> Assigned task 1: Transcribe the part of the passage on the Iraq war starting with "As for what" and going on through "not free themselves.".

> Document excerpt:
=======

This is fully reflected by opinion polls. Majorities the world over supported war in Iraq with a UN mandate, but none without. If liberating Iraq was the right thing to do with UN approval, why should it be the wrong thing to do without it? You're still performing the same action: invading a state, against the wishes of that state.
In the case of France, Germany and Russia, their opposition to the fall of the regime was very obvious self interest: France and Russia, in particular, have been trading weapons and training personnel, respectively, for the Hussein regime, in Russia's case until September of last year. French and Russian oil companies had big contracts with the Hussein regime, which are essentially worthless at this point.
As for what gives us the right to invade another country? It is the same principle that gives us the right to invade a criminal's home and arrest him: the wider society imposes its will and impinges upon the rights of an individual because that is for the greater good of society. By committing criminal acts, you waive your rights.
So what exactly were these acts? State-sponsored terrorism? I don't buy that: we'd be invading Saudi Arabia first. WMD? Don't make me laugh. He wanted them, but didn't have them, and what the hell, North Korea has those, and so does Iran, probably. No, Iraq's crime was its treatment of its own people, which was appalling. We were freeing a people who could not free themselves.
Note well that THIS IS NOT WHY THE BUSH ADMINISTRATION DID IT. This is why I think a war on Iraq was a good idea. The bush administration did it for entirely self-serving reasons, just as France & Russia opposed it: a friendly state in the middle east? With a US-installed government? That controls the second-largest oil reserves in the world? Yes please!
But regardless of their motives, it was still the right thing to do.
And does that mean, now, that we should go around correcting the ills in the rest of the world, according to what we think is ill? (In this case: the suffering of populations) God, I wish we would. We could start by fixing the godawful mess that is most of sub-Saharan Africa. But that's not going to happen, because those places don't have nearly enough oil. War is not a profitable venture; it's quite likely that the damage that the US and UK are both wreaking on their economies to pay for this war will push both into recession.
And meanwhile, the enforcement of the Pax Americana has been very effectively demonstrated. It's easy to say, after the fact, that Iraq was a walkover. But it might not have been, and there's no telling how much of that was Iraqi incompetence and how much was the daring tactics employed by the US in the first real land war of this century. And there is no question that other states are going to think twice about their behaviour now that this demonstration has taken place. And that, again, is a good thing. It bruises the egos of Europe to have their lack of military and economic power rubbed in their faces, but Pax is good, no matter who's enforcing it.
Ben said:
2. Regardless of that, in an international context nations must obey international law, and the international legal body which all of Iraq, the US and Britain have agreed to obey is the UN. Yes, Iraq was disobeying the UN, but settling that is for the UN to decide, and *only* the UN.

=======

[Stored records]
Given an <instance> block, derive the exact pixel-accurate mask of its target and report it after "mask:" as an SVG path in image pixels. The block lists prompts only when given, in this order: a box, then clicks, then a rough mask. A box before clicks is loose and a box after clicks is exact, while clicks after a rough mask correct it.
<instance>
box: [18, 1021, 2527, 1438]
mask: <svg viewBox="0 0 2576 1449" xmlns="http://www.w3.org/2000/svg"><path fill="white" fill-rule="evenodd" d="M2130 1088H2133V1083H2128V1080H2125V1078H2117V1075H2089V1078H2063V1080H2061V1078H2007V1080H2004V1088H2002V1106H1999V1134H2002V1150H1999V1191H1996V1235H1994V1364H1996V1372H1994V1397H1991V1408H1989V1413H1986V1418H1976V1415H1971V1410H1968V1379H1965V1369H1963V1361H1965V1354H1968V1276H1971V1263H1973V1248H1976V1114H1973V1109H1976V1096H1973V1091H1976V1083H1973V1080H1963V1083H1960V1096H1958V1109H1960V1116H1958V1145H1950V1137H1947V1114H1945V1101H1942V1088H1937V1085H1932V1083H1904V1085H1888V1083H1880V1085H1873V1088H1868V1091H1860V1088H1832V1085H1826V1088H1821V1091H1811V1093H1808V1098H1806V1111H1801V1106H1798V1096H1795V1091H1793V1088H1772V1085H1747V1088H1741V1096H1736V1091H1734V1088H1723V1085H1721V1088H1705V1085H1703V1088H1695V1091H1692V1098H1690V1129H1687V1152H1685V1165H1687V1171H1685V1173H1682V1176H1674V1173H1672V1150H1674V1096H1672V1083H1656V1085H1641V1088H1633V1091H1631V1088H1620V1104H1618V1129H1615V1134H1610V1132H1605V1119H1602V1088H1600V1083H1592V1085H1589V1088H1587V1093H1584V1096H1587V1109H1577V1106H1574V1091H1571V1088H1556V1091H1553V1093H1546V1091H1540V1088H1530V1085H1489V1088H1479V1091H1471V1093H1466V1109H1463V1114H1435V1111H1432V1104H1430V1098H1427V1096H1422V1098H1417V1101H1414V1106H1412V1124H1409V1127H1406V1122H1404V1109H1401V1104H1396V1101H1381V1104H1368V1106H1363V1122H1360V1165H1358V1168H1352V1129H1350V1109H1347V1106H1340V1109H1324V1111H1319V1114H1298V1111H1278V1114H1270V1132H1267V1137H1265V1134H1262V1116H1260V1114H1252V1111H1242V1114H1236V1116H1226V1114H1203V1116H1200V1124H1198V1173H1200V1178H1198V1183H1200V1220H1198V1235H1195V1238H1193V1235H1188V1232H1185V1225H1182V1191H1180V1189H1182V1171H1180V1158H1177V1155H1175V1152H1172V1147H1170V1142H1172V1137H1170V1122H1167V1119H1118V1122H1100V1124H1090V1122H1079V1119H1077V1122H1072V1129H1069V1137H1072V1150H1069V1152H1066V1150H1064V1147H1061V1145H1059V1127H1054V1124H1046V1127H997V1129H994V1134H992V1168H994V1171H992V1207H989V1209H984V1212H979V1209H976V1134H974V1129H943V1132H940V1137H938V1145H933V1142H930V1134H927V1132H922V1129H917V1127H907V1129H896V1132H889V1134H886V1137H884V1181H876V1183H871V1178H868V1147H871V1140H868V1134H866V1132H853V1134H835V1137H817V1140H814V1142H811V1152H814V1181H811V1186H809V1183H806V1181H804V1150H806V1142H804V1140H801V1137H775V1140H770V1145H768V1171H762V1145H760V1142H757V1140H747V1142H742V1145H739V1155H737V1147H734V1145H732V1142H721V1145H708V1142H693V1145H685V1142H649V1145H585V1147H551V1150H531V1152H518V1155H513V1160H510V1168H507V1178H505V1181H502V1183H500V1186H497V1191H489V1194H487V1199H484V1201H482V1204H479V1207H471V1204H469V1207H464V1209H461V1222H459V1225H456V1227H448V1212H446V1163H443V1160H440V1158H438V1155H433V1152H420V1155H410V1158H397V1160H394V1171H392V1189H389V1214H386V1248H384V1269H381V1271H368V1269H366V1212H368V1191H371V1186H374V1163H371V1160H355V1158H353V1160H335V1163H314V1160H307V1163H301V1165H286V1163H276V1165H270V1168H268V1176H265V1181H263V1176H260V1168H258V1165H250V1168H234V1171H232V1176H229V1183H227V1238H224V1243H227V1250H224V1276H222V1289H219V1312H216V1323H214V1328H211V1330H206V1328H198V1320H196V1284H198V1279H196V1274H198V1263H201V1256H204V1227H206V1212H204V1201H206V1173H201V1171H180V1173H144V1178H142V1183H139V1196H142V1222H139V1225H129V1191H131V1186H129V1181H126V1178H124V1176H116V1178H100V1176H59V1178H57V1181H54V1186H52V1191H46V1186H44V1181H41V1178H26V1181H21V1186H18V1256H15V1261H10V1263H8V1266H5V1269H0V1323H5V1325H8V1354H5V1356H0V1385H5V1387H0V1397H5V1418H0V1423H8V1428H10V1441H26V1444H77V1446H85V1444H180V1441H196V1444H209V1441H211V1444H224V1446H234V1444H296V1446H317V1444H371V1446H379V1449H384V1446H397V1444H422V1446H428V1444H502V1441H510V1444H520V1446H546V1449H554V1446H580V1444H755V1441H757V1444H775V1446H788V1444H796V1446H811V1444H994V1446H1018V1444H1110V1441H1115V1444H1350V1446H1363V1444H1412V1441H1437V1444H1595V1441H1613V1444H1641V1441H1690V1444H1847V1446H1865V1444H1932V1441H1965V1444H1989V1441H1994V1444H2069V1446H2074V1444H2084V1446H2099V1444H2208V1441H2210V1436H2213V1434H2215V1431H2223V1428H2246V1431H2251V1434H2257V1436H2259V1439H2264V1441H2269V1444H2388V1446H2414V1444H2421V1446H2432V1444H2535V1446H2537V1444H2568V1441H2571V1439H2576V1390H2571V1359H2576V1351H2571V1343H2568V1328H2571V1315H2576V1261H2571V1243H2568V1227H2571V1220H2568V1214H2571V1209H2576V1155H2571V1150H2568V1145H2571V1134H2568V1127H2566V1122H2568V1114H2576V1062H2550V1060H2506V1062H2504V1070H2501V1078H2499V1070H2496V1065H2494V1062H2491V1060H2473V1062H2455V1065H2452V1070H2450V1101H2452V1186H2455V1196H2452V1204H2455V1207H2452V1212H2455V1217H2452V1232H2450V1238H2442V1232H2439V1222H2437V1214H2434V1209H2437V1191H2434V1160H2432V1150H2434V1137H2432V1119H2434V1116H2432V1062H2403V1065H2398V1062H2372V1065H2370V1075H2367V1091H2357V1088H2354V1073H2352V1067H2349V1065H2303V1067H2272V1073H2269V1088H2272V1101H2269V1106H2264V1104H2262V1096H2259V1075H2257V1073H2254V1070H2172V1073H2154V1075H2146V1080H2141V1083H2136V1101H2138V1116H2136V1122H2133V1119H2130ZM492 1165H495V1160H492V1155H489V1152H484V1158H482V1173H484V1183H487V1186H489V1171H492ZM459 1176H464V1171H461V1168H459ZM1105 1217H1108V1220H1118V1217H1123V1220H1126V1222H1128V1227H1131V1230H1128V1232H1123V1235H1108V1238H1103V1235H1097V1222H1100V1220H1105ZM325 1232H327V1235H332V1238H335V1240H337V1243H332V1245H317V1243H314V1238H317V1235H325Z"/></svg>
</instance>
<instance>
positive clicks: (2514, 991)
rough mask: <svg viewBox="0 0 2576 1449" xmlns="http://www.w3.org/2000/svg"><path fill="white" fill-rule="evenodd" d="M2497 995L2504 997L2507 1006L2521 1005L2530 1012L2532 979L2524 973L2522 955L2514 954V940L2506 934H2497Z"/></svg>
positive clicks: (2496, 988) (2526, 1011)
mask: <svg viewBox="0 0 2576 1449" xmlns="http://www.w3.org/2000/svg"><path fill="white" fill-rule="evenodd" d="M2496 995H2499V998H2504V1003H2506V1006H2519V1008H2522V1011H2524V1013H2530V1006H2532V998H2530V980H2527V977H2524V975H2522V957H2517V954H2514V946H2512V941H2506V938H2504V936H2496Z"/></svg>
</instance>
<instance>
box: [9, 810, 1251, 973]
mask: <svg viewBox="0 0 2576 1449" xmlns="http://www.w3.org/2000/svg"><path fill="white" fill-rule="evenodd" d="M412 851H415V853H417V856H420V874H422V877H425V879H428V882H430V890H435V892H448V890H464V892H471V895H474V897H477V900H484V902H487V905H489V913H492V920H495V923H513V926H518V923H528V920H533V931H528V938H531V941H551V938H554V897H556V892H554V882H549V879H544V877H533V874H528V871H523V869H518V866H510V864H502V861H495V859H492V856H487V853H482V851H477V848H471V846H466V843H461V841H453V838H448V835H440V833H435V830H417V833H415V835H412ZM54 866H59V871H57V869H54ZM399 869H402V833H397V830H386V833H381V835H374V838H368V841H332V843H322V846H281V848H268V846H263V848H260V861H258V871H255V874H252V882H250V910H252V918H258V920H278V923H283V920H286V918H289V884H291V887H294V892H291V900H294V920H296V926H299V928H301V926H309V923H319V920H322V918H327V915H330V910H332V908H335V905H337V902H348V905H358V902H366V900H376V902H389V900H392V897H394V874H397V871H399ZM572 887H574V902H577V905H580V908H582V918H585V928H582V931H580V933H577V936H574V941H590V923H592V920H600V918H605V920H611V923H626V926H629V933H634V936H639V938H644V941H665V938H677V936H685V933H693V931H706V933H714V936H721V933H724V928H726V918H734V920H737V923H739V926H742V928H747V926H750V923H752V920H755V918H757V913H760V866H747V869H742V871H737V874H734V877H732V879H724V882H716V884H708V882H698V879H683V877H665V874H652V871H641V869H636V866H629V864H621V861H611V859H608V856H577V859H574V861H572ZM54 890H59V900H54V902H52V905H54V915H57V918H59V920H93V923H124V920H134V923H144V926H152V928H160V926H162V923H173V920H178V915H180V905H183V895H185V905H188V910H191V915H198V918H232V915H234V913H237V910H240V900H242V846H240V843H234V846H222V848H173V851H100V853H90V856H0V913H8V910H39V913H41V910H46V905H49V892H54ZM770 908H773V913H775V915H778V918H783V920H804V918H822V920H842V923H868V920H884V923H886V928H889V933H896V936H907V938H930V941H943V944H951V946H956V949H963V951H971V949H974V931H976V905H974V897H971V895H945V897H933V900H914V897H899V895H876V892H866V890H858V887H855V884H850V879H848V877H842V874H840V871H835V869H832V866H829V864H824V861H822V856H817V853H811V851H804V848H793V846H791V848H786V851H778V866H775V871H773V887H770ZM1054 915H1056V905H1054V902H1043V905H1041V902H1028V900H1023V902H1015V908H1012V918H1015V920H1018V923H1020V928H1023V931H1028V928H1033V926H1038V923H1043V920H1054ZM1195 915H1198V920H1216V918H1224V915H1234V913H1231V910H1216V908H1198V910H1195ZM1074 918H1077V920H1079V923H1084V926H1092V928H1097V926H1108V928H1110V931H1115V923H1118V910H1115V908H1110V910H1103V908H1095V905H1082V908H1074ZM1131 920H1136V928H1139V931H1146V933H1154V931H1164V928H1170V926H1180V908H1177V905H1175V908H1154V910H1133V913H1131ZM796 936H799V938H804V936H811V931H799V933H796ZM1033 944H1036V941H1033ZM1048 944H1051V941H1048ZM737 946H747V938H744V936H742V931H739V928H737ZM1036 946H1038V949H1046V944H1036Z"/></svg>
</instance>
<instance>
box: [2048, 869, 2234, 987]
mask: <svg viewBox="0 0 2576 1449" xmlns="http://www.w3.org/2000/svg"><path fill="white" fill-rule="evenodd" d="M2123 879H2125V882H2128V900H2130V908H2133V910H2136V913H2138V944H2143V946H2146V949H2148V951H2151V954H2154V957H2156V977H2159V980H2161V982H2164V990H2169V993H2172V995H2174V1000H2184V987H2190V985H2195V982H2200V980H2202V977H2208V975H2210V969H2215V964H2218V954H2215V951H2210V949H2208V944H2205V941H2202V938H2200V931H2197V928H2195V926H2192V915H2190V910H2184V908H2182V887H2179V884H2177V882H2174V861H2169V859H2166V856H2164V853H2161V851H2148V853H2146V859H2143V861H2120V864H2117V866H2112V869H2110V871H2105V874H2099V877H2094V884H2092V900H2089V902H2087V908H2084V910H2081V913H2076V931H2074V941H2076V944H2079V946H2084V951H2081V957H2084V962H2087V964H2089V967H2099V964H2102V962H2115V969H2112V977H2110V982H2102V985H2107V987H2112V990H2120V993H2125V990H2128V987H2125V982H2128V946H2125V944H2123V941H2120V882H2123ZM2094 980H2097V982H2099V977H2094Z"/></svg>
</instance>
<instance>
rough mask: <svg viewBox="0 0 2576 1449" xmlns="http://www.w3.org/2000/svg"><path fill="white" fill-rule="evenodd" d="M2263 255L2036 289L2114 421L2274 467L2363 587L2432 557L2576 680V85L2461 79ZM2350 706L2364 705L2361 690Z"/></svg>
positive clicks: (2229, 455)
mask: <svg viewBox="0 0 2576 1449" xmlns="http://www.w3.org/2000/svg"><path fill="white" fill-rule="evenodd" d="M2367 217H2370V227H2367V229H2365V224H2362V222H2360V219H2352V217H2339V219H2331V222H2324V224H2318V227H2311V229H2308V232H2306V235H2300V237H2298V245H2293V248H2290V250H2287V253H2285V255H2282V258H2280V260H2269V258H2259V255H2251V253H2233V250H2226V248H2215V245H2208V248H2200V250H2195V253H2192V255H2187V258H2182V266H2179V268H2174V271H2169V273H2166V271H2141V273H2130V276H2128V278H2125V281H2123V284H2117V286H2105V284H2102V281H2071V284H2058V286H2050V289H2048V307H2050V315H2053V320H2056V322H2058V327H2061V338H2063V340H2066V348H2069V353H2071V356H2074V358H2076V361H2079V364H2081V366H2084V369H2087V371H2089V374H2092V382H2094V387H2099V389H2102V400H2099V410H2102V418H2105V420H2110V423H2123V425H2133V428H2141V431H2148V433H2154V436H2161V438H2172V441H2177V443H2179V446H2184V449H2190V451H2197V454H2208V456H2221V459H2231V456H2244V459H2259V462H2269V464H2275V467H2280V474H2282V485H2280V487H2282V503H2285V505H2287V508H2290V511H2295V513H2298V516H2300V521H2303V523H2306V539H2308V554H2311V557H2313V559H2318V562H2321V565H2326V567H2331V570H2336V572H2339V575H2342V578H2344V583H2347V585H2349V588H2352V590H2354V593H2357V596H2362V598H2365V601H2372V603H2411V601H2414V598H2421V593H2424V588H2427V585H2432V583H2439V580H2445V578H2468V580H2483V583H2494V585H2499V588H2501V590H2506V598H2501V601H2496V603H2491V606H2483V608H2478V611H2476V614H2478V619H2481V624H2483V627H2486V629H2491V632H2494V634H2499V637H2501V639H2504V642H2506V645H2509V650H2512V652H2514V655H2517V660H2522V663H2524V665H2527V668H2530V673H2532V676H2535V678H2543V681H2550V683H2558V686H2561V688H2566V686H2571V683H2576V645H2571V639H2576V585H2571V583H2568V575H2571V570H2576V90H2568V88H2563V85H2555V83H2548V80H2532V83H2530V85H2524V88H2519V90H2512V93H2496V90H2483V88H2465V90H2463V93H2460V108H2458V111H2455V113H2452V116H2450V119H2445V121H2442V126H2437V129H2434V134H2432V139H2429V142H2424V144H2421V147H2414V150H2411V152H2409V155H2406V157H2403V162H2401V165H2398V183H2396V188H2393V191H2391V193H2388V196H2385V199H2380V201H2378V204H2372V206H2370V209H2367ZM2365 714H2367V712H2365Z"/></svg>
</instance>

=======

> Assigned task 2: Restate word for word the lines of the stored records from their first line through the line containing "box: [18, 1021, 2527, 1438]".

> Task result 1:
As for what gives us the right to invade another country? It is the same principle that gives us the right to invade a criminal's home and arrest him: the wider society imposes its will and impinges upon the rights of an individual because that is for the greater good of society. By committing criminal acts, you waive your rights.
So what exactly were these acts? State-sponsored terrorism? I don't buy that: we'd be invading Saudi Arabia first. WMD? Don't make me laugh. He wanted them, but didn't have them, and what the hell, North Korea has those, and so does Iran, probably. No, Iraq's crime was its treatment of its own people, which was appalling. We were freeing a people who could not free themselves.

> Task result 2:
Given an <instance> block, derive the exact pixel-accurate mask of its target and report it after "mask:" as an SVG path in image pixels. The block lists prompts only when given, in this order: a box, then clicks, then a rough mask. A box before clicks is loose and a box after clicks is exact, while clicks after a rough mask correct it.
<instance>
box: [18, 1021, 2527, 1438]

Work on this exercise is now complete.